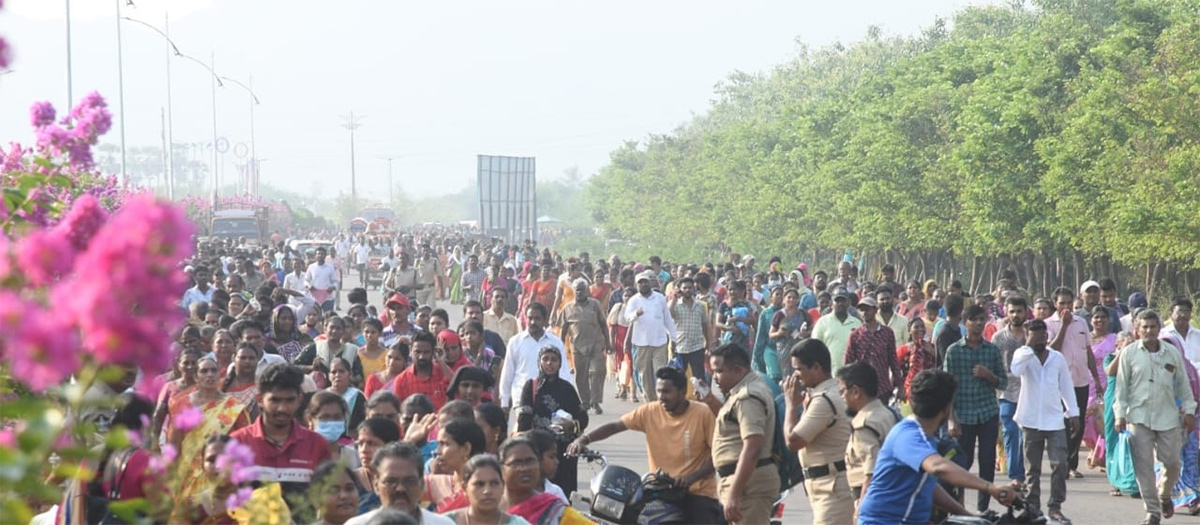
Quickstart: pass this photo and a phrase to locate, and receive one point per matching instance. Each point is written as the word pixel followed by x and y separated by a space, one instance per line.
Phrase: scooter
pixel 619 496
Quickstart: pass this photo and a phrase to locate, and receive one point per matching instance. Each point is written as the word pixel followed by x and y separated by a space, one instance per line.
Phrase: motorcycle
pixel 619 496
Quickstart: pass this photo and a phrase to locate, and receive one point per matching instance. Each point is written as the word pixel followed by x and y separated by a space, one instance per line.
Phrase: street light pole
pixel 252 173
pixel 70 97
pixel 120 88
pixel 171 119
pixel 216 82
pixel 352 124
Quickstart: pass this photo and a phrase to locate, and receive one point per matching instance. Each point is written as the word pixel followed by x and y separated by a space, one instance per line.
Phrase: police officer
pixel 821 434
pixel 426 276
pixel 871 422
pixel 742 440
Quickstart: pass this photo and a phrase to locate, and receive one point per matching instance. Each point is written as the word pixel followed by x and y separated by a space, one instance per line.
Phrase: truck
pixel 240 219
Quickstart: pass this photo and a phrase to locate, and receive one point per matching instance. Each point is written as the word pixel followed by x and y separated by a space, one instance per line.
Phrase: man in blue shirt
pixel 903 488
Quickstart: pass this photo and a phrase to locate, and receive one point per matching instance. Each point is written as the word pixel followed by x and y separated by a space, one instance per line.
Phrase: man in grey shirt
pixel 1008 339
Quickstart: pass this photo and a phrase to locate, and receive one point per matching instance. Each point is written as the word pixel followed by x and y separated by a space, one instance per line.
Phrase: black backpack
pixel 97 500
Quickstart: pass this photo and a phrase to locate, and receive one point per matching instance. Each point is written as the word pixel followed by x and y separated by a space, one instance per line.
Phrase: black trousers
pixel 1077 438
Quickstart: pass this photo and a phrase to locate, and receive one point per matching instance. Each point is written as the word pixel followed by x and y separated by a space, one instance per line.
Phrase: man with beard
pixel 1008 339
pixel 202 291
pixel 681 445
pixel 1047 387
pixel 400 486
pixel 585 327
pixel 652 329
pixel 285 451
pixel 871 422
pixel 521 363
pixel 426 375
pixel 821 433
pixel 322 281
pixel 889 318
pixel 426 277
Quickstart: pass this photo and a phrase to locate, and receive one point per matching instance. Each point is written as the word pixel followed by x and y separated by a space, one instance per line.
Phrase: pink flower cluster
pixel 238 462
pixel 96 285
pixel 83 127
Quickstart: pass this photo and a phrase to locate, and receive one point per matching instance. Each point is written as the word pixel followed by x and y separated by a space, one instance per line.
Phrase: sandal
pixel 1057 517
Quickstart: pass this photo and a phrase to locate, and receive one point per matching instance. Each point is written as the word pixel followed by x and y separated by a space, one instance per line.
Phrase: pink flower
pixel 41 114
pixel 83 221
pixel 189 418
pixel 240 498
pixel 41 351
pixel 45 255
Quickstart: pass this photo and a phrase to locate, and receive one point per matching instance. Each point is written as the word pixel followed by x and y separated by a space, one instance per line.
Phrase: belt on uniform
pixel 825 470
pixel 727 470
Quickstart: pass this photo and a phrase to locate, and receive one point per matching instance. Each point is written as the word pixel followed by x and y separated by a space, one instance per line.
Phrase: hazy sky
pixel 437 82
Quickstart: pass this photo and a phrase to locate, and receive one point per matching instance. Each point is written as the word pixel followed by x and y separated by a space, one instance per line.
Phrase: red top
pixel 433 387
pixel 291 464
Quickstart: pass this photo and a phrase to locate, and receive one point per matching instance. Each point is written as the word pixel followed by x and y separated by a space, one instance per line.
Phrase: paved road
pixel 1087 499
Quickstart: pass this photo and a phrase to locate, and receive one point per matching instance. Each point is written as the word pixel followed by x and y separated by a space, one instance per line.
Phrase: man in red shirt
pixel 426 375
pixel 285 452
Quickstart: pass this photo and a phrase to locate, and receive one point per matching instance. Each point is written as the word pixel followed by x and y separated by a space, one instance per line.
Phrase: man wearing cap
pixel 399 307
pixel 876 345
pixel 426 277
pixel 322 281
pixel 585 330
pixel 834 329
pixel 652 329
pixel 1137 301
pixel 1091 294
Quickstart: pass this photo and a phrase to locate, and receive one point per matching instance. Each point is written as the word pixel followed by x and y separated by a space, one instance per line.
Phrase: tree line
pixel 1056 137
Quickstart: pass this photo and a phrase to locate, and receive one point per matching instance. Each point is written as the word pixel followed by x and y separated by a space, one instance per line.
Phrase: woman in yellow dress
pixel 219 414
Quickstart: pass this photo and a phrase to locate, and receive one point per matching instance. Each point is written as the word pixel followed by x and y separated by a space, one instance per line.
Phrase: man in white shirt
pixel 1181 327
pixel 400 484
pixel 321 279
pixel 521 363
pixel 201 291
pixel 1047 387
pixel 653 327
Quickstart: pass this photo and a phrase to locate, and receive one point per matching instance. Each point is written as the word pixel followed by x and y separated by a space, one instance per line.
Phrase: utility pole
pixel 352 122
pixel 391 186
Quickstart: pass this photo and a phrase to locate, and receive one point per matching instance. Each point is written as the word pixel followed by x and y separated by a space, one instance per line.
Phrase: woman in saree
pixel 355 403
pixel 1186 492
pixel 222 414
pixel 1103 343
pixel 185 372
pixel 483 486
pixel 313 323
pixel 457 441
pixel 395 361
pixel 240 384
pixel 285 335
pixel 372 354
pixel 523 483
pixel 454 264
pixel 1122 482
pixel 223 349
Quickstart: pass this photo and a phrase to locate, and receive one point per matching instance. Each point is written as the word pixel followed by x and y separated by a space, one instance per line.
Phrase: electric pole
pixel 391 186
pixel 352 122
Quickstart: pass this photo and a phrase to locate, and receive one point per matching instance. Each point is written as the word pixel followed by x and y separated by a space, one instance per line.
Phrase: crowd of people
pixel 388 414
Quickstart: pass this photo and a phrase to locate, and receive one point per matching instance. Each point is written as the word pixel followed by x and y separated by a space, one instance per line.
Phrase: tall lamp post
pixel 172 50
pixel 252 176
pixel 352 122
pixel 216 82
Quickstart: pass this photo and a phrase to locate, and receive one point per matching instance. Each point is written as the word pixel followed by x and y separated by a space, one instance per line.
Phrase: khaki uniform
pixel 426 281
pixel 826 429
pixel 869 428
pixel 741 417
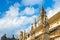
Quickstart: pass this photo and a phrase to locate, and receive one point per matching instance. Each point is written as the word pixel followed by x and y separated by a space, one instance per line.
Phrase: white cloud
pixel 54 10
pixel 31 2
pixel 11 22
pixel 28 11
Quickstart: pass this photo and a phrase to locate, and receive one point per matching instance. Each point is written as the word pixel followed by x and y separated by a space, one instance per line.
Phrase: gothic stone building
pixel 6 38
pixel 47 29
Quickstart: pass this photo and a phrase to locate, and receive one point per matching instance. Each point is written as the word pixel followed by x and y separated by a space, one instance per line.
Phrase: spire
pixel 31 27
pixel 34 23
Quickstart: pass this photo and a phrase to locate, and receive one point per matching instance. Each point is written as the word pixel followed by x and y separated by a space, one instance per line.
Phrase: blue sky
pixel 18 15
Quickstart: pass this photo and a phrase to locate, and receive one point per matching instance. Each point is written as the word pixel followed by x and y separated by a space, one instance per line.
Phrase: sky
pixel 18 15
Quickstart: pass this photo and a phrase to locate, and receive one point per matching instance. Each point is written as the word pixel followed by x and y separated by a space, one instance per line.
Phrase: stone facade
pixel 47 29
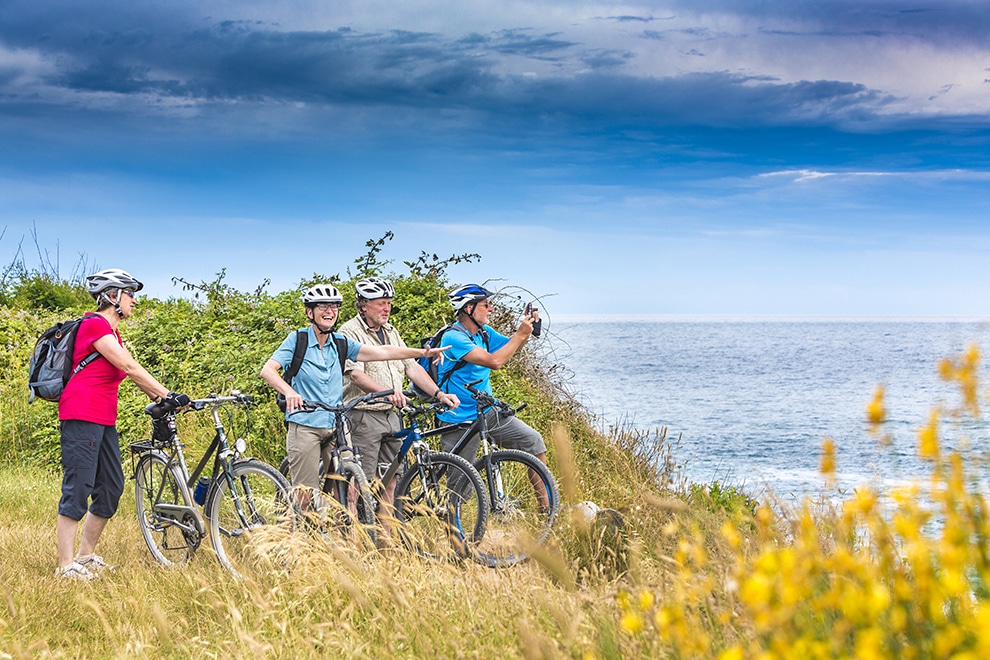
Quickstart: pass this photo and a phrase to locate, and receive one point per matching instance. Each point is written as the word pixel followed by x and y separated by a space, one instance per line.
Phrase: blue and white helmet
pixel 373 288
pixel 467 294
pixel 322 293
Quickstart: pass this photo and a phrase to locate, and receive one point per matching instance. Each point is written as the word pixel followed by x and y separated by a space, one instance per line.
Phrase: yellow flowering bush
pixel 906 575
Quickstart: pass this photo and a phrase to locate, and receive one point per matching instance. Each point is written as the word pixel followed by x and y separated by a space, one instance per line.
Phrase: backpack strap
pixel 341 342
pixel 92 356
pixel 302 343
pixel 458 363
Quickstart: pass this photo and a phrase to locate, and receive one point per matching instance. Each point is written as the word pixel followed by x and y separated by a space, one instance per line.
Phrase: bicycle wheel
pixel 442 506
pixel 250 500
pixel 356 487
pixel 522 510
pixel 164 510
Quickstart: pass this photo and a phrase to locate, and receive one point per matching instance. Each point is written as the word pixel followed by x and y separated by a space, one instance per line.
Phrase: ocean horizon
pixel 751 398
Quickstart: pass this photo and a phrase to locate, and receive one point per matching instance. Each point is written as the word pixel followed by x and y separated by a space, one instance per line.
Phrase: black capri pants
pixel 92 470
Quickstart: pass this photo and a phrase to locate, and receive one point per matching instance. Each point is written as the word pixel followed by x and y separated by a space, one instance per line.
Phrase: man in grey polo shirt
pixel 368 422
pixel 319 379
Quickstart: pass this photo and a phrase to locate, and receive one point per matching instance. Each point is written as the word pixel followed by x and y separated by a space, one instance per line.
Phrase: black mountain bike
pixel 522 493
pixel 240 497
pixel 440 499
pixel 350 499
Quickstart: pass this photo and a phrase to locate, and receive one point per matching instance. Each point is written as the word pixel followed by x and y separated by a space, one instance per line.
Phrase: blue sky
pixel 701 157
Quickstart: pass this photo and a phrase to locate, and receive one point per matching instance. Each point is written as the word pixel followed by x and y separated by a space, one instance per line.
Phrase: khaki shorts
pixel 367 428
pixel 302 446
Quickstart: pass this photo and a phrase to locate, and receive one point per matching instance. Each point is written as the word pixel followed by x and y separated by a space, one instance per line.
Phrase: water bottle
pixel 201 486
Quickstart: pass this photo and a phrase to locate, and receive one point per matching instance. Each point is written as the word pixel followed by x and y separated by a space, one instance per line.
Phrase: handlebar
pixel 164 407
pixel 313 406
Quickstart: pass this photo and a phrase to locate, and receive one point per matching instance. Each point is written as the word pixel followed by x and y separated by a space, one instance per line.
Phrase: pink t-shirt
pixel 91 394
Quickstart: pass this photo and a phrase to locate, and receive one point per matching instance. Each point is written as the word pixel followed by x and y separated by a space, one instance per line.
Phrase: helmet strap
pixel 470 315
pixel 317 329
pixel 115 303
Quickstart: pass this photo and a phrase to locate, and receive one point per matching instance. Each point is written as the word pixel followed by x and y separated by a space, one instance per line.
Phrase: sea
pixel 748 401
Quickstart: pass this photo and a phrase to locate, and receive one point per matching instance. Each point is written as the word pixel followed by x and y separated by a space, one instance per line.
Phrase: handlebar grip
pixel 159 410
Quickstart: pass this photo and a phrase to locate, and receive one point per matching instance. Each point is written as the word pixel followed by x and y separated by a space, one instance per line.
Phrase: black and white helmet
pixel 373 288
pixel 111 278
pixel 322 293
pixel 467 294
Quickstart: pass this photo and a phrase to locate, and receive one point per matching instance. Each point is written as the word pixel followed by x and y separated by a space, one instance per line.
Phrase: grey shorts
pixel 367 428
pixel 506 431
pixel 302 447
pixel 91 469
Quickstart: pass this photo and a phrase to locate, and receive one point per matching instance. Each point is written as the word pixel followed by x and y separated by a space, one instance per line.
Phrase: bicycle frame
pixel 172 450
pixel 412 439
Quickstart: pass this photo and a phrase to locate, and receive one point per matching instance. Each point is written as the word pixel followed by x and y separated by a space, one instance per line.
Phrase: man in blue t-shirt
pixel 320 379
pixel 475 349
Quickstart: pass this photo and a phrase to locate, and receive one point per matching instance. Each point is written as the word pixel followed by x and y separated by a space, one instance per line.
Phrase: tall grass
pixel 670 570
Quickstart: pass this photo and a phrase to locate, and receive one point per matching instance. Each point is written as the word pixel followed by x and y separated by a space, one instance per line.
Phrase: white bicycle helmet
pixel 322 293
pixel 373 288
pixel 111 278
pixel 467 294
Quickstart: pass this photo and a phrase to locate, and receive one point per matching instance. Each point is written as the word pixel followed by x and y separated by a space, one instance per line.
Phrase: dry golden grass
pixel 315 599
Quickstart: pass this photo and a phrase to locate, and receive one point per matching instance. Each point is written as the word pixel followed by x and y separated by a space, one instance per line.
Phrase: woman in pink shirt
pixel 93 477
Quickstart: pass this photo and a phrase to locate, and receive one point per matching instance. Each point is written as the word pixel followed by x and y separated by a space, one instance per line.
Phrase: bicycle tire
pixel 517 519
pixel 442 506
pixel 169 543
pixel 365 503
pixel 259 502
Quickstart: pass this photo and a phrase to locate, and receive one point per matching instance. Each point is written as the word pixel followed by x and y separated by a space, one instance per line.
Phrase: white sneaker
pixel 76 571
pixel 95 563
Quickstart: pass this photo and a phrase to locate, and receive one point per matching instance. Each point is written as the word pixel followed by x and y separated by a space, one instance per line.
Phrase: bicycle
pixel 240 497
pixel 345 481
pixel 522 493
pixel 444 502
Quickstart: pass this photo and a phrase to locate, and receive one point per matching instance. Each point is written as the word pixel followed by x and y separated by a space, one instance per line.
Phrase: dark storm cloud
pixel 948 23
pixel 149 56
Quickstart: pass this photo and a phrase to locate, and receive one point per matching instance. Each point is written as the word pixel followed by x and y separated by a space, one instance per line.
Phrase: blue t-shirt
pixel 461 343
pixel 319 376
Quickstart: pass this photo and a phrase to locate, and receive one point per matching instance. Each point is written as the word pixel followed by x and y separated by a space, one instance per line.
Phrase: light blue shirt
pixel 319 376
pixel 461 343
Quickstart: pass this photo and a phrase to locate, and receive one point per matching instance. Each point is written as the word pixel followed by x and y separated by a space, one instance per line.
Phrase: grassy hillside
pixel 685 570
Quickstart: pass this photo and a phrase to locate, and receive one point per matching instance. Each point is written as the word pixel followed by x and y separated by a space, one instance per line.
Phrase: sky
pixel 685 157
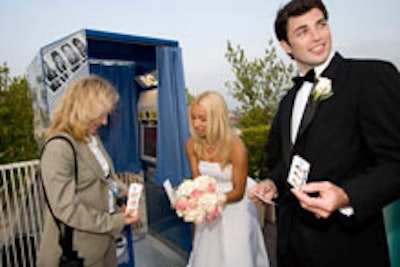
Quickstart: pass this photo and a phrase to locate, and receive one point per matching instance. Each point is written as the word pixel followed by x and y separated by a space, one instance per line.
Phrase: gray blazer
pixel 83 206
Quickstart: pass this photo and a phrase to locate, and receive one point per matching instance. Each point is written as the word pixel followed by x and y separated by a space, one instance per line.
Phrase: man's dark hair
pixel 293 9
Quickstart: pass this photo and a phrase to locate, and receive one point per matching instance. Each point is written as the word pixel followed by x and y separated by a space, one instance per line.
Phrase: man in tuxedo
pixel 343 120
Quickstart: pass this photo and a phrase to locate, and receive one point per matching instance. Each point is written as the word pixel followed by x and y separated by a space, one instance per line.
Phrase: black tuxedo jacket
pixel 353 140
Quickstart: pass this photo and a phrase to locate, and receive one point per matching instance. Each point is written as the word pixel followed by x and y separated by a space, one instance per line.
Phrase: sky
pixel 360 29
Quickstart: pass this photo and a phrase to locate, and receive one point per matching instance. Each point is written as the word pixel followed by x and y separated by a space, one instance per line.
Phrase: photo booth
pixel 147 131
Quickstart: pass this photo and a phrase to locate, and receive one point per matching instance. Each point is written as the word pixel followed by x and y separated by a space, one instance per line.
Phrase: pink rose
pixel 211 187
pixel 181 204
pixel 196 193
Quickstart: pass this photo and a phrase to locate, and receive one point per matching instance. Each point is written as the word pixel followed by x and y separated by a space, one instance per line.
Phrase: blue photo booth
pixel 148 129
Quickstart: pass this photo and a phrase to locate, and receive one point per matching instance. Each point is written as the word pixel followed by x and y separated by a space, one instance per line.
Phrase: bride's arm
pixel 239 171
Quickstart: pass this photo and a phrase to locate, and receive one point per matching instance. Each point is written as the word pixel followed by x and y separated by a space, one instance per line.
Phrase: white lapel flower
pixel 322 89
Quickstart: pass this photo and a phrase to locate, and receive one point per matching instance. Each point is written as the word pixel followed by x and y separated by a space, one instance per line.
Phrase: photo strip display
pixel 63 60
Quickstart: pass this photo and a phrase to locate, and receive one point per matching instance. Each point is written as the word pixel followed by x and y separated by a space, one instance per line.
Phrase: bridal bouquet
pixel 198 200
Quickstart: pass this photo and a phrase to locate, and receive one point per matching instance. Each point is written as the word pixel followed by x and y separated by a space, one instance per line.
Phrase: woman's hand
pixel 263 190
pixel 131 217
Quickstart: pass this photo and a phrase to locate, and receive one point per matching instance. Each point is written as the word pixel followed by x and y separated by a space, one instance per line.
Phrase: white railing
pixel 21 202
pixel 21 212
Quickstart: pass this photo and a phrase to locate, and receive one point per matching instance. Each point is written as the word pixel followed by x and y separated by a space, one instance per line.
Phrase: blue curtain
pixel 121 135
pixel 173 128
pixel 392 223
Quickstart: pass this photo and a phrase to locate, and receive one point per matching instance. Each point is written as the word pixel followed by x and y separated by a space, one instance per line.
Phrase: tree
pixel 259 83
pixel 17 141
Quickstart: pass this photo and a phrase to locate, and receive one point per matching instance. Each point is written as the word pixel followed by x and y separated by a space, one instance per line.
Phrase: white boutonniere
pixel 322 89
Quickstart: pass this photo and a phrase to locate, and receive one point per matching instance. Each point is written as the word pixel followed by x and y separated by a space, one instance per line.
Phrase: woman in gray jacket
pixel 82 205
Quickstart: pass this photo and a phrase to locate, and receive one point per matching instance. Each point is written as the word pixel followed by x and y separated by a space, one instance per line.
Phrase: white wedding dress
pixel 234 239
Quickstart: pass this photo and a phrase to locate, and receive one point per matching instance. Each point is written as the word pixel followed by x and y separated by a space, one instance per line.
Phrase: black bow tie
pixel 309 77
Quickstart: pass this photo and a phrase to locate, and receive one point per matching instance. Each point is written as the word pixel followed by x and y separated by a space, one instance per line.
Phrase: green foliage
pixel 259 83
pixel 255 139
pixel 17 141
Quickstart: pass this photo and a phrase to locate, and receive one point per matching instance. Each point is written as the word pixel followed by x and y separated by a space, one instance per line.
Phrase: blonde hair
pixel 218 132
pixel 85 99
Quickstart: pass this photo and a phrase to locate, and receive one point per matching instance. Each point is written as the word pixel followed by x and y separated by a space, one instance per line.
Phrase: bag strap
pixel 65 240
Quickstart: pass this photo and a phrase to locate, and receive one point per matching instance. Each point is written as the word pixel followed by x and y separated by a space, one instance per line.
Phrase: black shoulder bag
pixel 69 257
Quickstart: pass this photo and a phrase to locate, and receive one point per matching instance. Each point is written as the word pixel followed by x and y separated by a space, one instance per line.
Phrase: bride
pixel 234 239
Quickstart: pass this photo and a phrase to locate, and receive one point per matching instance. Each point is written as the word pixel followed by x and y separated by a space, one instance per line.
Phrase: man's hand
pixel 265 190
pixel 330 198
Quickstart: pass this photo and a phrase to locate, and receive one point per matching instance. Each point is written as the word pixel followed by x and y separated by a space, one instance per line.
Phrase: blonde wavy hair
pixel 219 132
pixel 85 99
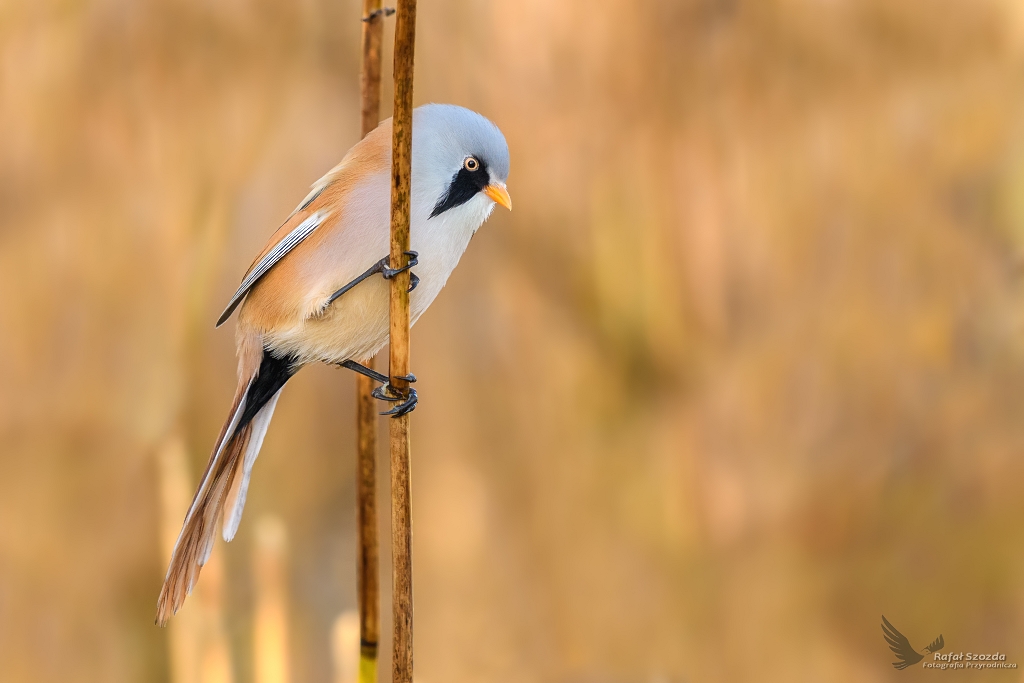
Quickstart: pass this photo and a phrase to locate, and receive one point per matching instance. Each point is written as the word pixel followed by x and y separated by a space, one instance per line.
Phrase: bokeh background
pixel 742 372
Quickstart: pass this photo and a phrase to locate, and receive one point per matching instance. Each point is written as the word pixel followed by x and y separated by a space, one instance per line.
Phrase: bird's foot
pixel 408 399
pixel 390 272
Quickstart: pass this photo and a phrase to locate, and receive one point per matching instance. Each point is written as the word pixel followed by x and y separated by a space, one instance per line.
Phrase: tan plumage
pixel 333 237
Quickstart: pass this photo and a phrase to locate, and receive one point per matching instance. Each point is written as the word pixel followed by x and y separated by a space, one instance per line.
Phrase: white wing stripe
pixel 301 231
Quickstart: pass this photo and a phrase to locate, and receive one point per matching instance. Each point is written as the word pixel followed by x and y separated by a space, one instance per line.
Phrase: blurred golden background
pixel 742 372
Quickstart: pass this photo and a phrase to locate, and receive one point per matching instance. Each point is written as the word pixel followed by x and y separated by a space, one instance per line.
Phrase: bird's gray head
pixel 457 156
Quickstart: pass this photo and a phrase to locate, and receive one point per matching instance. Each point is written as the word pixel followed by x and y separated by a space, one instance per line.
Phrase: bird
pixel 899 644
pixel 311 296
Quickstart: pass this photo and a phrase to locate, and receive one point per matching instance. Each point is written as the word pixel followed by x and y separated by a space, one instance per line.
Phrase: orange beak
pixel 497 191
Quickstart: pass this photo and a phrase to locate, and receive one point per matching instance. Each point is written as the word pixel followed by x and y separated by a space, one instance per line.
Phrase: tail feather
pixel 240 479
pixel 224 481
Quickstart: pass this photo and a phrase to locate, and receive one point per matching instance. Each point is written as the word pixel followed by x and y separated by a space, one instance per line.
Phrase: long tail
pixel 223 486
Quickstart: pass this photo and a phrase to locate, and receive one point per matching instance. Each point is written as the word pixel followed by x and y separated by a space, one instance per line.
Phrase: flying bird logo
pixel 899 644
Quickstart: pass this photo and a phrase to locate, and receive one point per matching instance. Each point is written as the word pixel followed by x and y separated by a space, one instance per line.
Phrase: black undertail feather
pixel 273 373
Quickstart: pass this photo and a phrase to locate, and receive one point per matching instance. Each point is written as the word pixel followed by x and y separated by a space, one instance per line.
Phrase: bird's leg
□ □ □ □
Problem requirements: List every line in the data above that contains the word "cloud".

Result:
Phrase: white cloud
Phrase: dark storm cloud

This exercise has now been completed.